▸ EXERCISE BRIEF
Please copy the section of the venomous snakes text that starts at "Range: Statewide." and ends at "of the state.", without changing a word.

▸ SELECTED EXCERPT

Venomous Snakes

Initial First Aid for Snake bites

  • No Tourniquet
  • No Ice
  • No Cutting
  • Remove Rings & Constrictive Items
  • Immobilize Extremity
  • Keep Patient Calm & Warm
  • Transport to Emergency Deptartment ASAP

Call the Poison Center at 1-800-222-1222. The poison specialist can determine if further treatment is needed.

The following are types of venomous snakes found in Alabama:

Copperhead
Description: The head is triangular with a facial pit and elliptical pupils. The body is pinkish-buff, russet, or orange brown with dark brown to reddish crossbands. The top of the head is yellowish to coppery-red and the sides are paler. The end of the tail is yellow in the young, black to dark greenish or brown in the adult. The crossbands with an hour-glass configuration are narrow in the center of the back and wide on the sides. It is the least dangerous of venomous snakes in Alabama.

Range: Statewide.
Average length: 2 or 3 feet; maximun slightly over 4 feet.


Eastern Diamondback Rattlesnake

Description: The body is olive green to dark brown. Darker, diamond-shaped blotches outlined with cream or yellow and a lighter center can be found on the body. There are diagonal, whitish stripes on the side of the triangular head. It has facial pits and elliptical pupils like the other pit vipers. This snake is the most dangerous of venomous snakes in Alabama.

Range: Southern third of the state.
Average length: 3 1/2 to 5 1/2 feet; maximum 8 feet.


Cottonmouth/Water Moccasin

Description: The heavy triangular head with facial pits, elliptical pupils, and less prominent eyes help distinguish this snake from harmless water snakes. The body is olive or dark brown with wide blackish crossbands. There is a dark stripe behind the eye and the end of the tail is black. It may not try to escape and will open its mouth widely showing the white interior.

Range: Statewide, usually near water.
Average length: 30 to 45 inches; maximum about 6 feet.


Pigmy Rattlesnake

Description: The body color is light gray, tan, reddish-orange or dark-gray often with an orange or rusty mid-line stripe. It has five rows of sooty spots or short dark crossbars. The tail is relatively long and the rattle may be difficult to see. The head has facial pits and elliptical pupils.

Range: Statewide, more common in south Alabama.
Average length: 15 to 22 inches; maximum 31 inches


Timber or Canebrake Rattlesnake

Description: The body is a yellow, gray, buff, or pale brown with sooty black crossbands or chevrons narrowly edged with pale yellow or white. An amber, pinkish or rusty stripe can be seen down the middle of the back. It has no light stripes on the side of the head. Adult snakes have a black tail.

Range: Statewide but less common in south Alabama.
Average length: 3 to 4 feet; maximum a little over 6 feet


Eastern Coral Snake
Description: The body is completely encircled by black, yellow and red rings with the red and yellow rings touching. The snout is black with a broad yellow band across the base of the head and a wide black neck ring. Bites from this snake are rare and usually only occur is the snake is handled. It is an elapid with venom similar to a cobra. Remember, "Red touch yellow will kill a fellow."

Range: Mostly confined to the two tiers of counties in extreme south Alabama.
Average length: 23 to 32 inches, maximum 47 inches.

▸ INFORMATION PROVIDED
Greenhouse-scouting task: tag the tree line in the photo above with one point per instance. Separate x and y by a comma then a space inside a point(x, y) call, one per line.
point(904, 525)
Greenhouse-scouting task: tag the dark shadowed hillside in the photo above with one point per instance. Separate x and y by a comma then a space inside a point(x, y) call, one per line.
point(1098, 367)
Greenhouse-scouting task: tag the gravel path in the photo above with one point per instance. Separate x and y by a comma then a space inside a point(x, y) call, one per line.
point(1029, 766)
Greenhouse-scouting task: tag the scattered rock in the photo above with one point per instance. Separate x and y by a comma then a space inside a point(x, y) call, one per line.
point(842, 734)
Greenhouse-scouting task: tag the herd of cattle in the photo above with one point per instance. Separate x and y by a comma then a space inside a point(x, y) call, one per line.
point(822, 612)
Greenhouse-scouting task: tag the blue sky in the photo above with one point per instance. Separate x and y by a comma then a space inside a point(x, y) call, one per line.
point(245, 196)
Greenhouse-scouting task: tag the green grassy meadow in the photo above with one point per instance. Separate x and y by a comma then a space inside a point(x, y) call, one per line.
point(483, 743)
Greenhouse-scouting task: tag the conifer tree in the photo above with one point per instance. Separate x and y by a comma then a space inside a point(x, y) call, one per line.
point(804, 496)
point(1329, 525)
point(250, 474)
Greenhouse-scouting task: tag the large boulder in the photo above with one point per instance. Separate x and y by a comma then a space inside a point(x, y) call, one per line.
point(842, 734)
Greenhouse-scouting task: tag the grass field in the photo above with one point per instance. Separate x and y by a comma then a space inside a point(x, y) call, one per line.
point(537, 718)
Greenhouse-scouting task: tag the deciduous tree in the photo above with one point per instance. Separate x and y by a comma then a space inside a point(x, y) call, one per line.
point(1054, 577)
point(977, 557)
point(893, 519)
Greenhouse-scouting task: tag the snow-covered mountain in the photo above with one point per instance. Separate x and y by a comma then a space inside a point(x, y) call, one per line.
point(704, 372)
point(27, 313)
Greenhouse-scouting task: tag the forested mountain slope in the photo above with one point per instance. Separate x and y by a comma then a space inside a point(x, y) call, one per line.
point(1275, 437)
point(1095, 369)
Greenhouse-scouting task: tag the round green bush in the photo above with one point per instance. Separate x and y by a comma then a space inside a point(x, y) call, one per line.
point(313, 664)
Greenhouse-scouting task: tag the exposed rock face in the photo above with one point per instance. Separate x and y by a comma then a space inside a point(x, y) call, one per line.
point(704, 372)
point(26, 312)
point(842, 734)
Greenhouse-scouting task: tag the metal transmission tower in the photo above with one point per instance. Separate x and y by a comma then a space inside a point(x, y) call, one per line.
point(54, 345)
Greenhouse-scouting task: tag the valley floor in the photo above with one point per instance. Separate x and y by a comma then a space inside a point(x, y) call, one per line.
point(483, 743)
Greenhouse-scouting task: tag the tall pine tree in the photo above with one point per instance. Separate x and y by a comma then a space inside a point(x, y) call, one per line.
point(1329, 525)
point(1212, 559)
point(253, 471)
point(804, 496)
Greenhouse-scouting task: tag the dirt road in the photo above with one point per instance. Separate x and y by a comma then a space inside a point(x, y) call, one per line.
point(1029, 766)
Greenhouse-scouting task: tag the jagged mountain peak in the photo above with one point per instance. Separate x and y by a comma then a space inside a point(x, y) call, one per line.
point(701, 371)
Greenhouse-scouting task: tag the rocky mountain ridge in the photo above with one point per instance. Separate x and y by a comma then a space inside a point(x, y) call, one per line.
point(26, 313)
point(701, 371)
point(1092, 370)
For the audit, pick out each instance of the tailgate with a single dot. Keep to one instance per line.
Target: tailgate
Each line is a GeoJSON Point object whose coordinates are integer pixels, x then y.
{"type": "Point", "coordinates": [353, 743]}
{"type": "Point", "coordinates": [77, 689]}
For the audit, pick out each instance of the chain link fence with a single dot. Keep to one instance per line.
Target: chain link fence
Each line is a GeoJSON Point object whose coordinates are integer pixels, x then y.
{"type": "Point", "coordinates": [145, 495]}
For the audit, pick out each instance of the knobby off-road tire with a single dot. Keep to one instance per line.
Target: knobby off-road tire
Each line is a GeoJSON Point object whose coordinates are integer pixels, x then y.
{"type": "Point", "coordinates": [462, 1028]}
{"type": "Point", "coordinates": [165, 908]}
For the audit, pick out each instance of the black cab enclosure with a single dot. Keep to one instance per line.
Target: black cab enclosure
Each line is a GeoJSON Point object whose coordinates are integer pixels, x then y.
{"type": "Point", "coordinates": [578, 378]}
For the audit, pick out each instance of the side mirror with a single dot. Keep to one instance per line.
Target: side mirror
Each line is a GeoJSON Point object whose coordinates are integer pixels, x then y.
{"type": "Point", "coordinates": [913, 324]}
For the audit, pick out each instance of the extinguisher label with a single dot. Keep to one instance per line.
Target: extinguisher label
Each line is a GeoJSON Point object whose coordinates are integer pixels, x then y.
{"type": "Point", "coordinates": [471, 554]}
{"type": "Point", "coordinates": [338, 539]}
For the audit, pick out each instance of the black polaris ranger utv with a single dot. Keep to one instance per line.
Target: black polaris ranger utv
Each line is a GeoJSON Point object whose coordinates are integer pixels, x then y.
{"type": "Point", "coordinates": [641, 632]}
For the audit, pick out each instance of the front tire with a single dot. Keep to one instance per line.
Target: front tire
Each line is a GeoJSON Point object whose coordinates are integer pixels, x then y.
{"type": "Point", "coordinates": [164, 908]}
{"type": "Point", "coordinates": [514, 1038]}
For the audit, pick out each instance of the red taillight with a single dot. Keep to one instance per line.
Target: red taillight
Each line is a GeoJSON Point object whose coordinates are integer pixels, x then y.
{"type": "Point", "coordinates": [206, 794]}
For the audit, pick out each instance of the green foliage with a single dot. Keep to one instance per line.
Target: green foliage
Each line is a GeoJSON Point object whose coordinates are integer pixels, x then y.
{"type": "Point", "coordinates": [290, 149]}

* * *

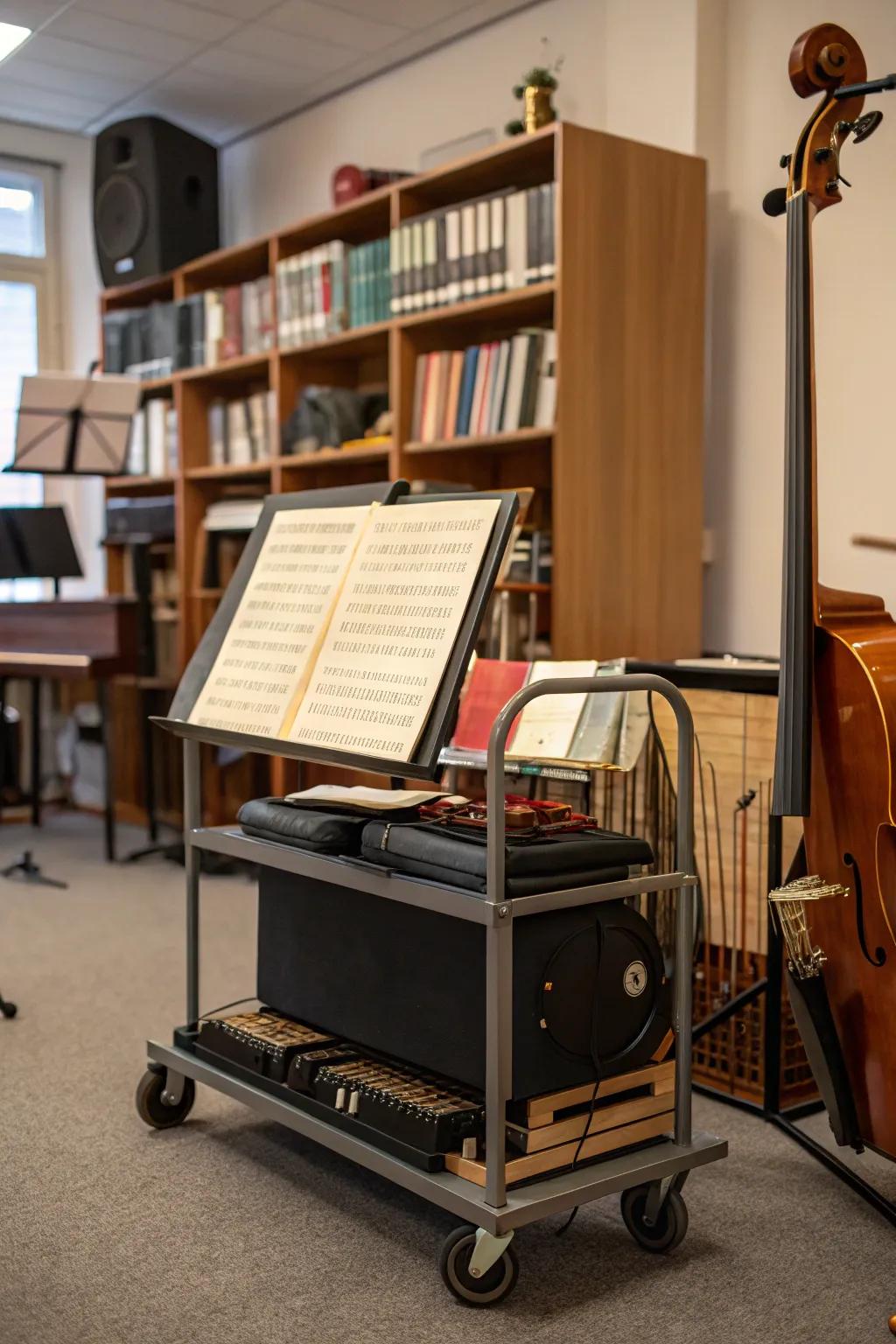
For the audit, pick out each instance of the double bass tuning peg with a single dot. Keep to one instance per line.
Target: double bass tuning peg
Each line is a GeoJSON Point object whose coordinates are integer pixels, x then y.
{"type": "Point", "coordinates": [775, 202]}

▸ SOLUTION FOR THIS TASK
Range: Statewide.
Average length: 2 or 3 feet; maximun slightly over 4 feet.


Eastern Diamondback Rattlesnake

Description: The body is olive green to dark brown. Darker, diamond-shaped blotches outlined with cream or yellow and a lighter center can be found on the body. There are diagonal, whitish stripes on the side of the triangular head. It has facial pits and elliptical pupils like the other pit vipers. This snake is the most dangerous of venomous snakes in Alabama.

Range: Southern third of the state.